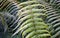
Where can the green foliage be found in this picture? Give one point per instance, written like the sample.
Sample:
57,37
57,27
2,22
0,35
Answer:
35,18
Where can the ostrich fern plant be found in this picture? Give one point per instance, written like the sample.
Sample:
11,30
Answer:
31,18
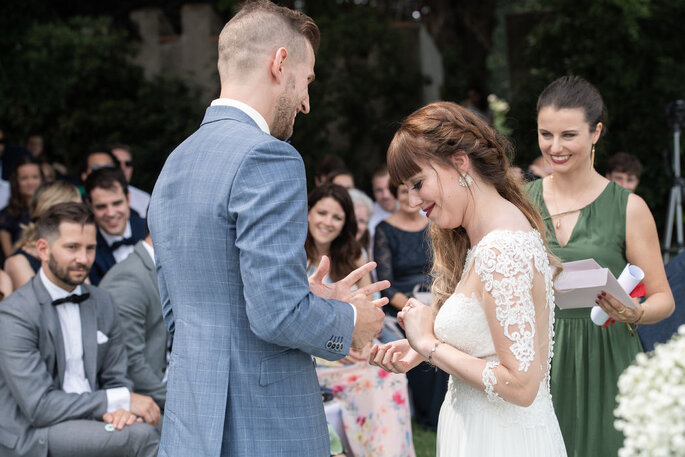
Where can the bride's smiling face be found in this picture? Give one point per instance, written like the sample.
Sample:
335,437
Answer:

- Requirement
Can you rewrite all the rows above with "this picture" changed to "this image" everywhere it appears, everything else left as is and the pictures left out?

- Reply to the task
Where can the green foliage be found in this image? Give one point per instance, written like the sample.
Sample:
57,37
57,27
2,22
0,35
Answer:
35,18
Where can the ostrich fern plant be found in this image? Give one point per instance, written like the sample.
Sample:
11,30
Answer:
31,18
Where can the bride's smiling face be found in this image? Give one point per instance, written like the sample.
Sample:
335,437
Answer:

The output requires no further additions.